■ **Written exercise**: Your task is to retype each line of the data below exactly.
-- Start Dataset content --
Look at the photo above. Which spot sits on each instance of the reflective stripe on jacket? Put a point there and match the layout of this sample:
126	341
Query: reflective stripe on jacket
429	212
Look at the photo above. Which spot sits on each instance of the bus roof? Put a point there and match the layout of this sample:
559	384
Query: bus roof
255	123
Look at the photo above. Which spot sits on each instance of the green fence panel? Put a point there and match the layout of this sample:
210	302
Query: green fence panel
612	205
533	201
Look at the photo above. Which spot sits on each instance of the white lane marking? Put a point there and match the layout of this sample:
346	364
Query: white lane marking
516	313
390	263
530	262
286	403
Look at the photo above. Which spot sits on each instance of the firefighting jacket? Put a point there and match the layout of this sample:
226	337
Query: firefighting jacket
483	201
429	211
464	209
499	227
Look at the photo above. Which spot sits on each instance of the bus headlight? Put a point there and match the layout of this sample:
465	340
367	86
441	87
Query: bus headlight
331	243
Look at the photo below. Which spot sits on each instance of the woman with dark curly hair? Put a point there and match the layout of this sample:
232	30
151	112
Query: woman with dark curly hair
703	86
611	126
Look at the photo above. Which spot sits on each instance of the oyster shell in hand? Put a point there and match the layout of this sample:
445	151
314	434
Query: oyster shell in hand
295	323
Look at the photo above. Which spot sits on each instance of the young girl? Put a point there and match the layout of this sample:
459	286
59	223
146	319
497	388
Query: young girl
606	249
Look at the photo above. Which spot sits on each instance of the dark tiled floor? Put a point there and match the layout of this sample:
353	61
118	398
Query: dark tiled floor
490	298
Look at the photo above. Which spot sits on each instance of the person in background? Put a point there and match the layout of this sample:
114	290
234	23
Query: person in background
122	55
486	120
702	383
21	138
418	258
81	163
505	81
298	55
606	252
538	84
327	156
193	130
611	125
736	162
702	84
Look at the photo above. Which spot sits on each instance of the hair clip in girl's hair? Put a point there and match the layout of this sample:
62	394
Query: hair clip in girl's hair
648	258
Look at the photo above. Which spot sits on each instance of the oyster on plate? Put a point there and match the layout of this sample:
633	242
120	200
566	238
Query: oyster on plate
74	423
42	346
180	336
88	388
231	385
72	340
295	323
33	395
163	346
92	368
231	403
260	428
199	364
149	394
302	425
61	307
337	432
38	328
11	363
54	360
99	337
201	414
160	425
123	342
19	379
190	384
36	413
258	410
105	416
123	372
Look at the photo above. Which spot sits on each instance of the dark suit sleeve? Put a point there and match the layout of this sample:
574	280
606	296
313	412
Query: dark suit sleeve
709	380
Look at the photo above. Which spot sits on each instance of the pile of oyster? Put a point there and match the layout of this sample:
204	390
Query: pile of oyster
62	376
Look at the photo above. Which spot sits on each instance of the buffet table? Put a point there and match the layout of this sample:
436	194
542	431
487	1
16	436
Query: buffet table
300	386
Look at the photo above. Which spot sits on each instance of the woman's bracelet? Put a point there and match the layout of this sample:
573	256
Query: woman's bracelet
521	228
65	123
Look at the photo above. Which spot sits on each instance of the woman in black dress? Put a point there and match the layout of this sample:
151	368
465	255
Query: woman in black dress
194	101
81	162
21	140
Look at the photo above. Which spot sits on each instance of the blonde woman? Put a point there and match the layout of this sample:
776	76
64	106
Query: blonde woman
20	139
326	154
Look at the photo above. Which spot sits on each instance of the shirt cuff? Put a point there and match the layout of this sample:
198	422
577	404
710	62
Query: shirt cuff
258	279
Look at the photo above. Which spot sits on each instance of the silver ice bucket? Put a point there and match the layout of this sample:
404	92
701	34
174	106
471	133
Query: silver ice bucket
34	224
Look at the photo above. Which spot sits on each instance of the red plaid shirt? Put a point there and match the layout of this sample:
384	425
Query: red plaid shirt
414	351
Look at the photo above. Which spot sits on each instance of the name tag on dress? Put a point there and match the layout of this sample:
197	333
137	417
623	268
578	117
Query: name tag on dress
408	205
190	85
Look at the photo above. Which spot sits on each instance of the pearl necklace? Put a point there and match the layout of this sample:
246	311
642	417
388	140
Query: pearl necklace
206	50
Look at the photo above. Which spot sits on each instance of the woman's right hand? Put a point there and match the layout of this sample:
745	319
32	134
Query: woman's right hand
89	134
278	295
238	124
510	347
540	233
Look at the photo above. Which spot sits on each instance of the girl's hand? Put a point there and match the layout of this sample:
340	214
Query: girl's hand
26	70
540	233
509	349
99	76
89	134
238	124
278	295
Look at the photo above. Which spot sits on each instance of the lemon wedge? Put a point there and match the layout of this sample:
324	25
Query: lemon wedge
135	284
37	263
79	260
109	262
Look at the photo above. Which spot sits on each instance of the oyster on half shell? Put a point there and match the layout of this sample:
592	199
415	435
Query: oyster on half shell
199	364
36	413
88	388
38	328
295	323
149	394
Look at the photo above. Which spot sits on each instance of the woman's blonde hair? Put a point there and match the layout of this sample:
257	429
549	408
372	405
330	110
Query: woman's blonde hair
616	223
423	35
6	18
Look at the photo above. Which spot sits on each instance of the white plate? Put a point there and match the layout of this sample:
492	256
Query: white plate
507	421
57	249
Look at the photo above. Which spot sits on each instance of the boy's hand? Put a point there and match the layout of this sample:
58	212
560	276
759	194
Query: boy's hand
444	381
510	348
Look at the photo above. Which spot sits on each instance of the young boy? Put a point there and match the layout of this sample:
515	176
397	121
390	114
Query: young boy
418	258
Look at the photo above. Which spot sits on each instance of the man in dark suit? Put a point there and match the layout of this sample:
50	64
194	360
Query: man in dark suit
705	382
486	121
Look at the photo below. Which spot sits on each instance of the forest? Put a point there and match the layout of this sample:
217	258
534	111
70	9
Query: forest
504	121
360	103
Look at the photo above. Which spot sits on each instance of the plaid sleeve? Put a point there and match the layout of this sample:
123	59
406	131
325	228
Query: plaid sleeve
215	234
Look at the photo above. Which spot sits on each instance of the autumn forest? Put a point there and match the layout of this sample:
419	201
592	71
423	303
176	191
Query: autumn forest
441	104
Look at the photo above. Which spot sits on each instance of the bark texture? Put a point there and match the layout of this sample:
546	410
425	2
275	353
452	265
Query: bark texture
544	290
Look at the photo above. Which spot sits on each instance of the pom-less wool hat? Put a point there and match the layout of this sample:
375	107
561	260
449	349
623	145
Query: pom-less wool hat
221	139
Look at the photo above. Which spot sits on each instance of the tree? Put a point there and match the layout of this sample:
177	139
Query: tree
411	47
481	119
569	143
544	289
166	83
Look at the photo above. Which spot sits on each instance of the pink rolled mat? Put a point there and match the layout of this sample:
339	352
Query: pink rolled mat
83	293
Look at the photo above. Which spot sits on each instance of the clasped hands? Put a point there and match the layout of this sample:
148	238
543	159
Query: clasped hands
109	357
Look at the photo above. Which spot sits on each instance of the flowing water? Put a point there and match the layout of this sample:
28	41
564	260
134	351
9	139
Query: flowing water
-- End Dataset content --
■ **Reply to the task**:
Look at the photo above. Which spot sits on each instance of the reflective stripe on jacket? Put a point there and match the layout of this sample:
126	341
Query: reflective stripe on jacket
429	212
Look at the photo above. Which spot sits on each instance of the bus roof? Put a point there and match the layout of this sample:
559	384
Query: bus roof
255	123
Look at the photo above. Which spot sits on each instance of the green fence panel? Put a point there and match the layout of this sample:
210	302
Query: green fence panel
612	205
533	201
Look at the photo above. Which spot sits on each instance of the white lane marking? Put a point there and match the layout of this sample:
346	364
Query: white lane marking
516	313
390	263
530	262
286	403
Look at the photo above. Which spot sits on each instance of the firefighting jacket? Put a point there and match the layout of this sample:
226	337
Query: firefighting jacket
483	201
429	211
464	209
499	227
Look at the photo above. Which spot sits on each instance of the bus headlight? Put a point there and match the layout of this sample:
465	340
367	86
441	87
Query: bus headlight
331	243
Look at the photo below. Which spot sits on each instance of the woman with dark curly hair? Put a point there and match the layout of this sample:
232	30
151	112
Query: woman with dark curly hair
703	86
611	126
Look at the photo above. Which spot sits on each instance of the oyster shell in hand? Put a point there and match the layout of this sample:
445	151
314	434
Query: oyster shell in hand
295	323
Look at the photo above. Which spot sits on each instance of the young girl? Put a point there and match the layout of this sample:
459	286
59	223
146	319
497	388
Query: young girl
606	249
Look at the photo above. Which spot sits on each instance of the dark tiled floor? Put a point there and match the layout of this sample:
353	61
118	398
Query: dark tiled floor
490	298
Look at the photo above. Which spot sits on each instance of the person in background? Put a point there and match the layout of this sample:
114	290
234	23
Query: person in background
122	55
486	120
702	383
21	138
418	258
81	163
505	81
298	55
606	252
538	84
327	156
193	130
611	125
736	162
702	84
Look at the photo above. Which spot sits on each instance of the hair clip in girl's hair? Put a point there and match the layout of this sample:
62	394
Query: hair clip in girl's hair
648	258
Look at the photo above. Which spot sits on each instance of the oyster on plate? Put a point there and match the layout of this sample:
633	242
120	200
566	238
Query: oyster on plate
74	423
42	346
180	336
88	388
231	385
72	340
295	323
33	395
163	346
92	368
231	403
260	428
199	364
149	394
302	425
61	307
337	432
38	328
11	363
54	360
99	337
201	414
160	425
123	342
19	379
190	384
36	413
258	410
105	416
123	372
Look at the photo above. Which spot sits on each instance of the dark suit sleeve? Put a point there and match the layout of this sample:
574	280
606	296
313	412
Query: dark suit sleeve
709	380
Look at the photo above. Which spot sits on each instance of the pile of oyster? Put a point there and match the layout of this sample:
204	390
Query: pile of oyster
62	376
Look at the photo above. Which spot sits on each instance of the buffet table? Put a point there and match the layout of this sample:
436	194
542	431
487	1
16	436
Query: buffet table
300	386
Look at the photo above. Which spot sits on each instance of the woman's bracelet? Put a point there and match the layout of this sample:
573	256
Query: woman's bracelet
521	228
65	123
Look at the photo above. Which spot sits on each instance of the woman in black dress? Put a point there and match the layout of this sample:
151	368
465	255
Query: woman in black dress
194	101
81	162
21	140
Look at the photo above. Which spot sits on each instance of the blonde woman? Put a point there and match the layout of this sample:
776	76
64	106
Query: blonde woman
20	139
326	154
Look at the photo above. Which spot sits on each instance of the shirt cuff? Put a point there and match the layout of this sample:
198	422
577	404
710	62
Query: shirt cuff
258	279
Look at the photo above. Which spot sits on each instance of the silver ice bucket? Put a point there and match the layout of this sample:
404	92
701	34
174	106
471	133
Query: silver ice bucket
34	224
Look at the photo above. Which spot sits on each instance of the red plaid shirt? Put a point there and match the layout of this sample:
384	425
Query: red plaid shirt
414	351
Look at the photo above. Which spot sits on each instance of the name tag on dress? Put a point there and match the layout of this sample:
197	333
137	417
623	268
578	117
Query: name tag on dress
408	205
190	85
Look at the photo above. Which spot sits on each instance of the pearl necklace? Put a point there and match the layout of this sample:
246	311
642	417
388	140
Query: pearl necklace
206	50
Look at the photo above. Which spot sits on each instance of the woman's right hand? Put a point there and match the layout of this sample:
745	319
32	134
Query: woman's right hand
89	134
278	295
238	124
510	347
540	233
Look at the photo above. Which spot sits on each instance of the girl's hand? Put a point there and match the layout of this sample:
340	214
Query: girl's hand
26	70
540	233
509	349
99	76
89	134
238	124
278	295
Look at the photo above. Which spot sits on each instance of the lemon wedge? Put a point there and match the layout of this sample:
324	25
Query: lemon wedge
135	284
37	263
79	260
109	262
Look at the photo above. Which spot sits on each instance of the oyster on half shell? Put a point there and match the layout of this sample:
592	199
415	435
Query: oyster on half shell
199	364
36	413
88	388
38	328
295	323
149	394
Look at the photo above. Which spot sits on each instance of the woman's blonde hair? Put a point there and match the layout of this sample:
257	429
549	408
372	405
330	110
Query: woman's blonde hair
616	223
423	35
6	18
Look at the photo above. Which spot sits on each instance of the white plate? Put a point there and match the layout of this sample:
492	256
Query: white plate
507	421
57	249
Look at the photo above. Which spot sits on each instance of the boy's hand? Put a point there and match the layout of this sample:
58	212
560	276
759	194
Query: boy's hand
444	381
510	348
Look at the photo above. Which spot sits on each instance of the young boy? Put a point there and match the layout of this sample:
515	176
397	121
390	114
Query: young boy
418	258
Look at the photo above. Which spot sits on each instance of the man in dark suit? Put a point there and match the layout of this sample:
50	64
194	360
Query: man in dark suit
705	382
486	121
Look at the photo below. Which spot sits on each instance of the forest? Put a point there and match the layout of this sample:
217	258
534	111
70	9
Query: forest
504	121
360	103
Look at the photo above. Which spot sits on each instance of the plaid sleeve? Put a point there and match the layout of this sample:
123	59
406	131
325	228
Query: plaid sleeve
215	234
Look at the photo above. Which spot sits on each instance of the autumn forest? Put a point there and match the layout of this sample:
419	201
592	71
423	303
176	191
Query: autumn forest
441	104
Look at the photo above. Which spot sits on each instance of the bark texture? Put a point there and match the layout of this sample:
546	410
425	2
275	353
452	265
Query: bark texture
544	290
Look at the photo above. Which spot sits on each instance of the pom-less wool hat? Put a point there and match the layout of this sample:
375	107
561	260
449	349
623	145
Query: pom-less wool hat
221	139
Look at the photo above. Which spot sits on each instance of the tree? Put a point there and match the layout of this sample:
177	139
Query: tree
411	47
481	119
569	143
544	289
166	83
Look at the photo above. Which spot sits on each instance of the pink rolled mat? Put a point there and match the layout of this sample:
339	352
Query: pink rolled mat
83	293
Look at the photo above. Which spot sits on each instance of the clasped hands? Put a point there and match the layout of this sample:
148	238
543	159
Query: clasped hands
109	357
Look at the photo above. Which spot sits on each instance of the flowing water? Put a point there and match the layout of this sample:
28	41
564	260
134	351
9	139
Query: flowing water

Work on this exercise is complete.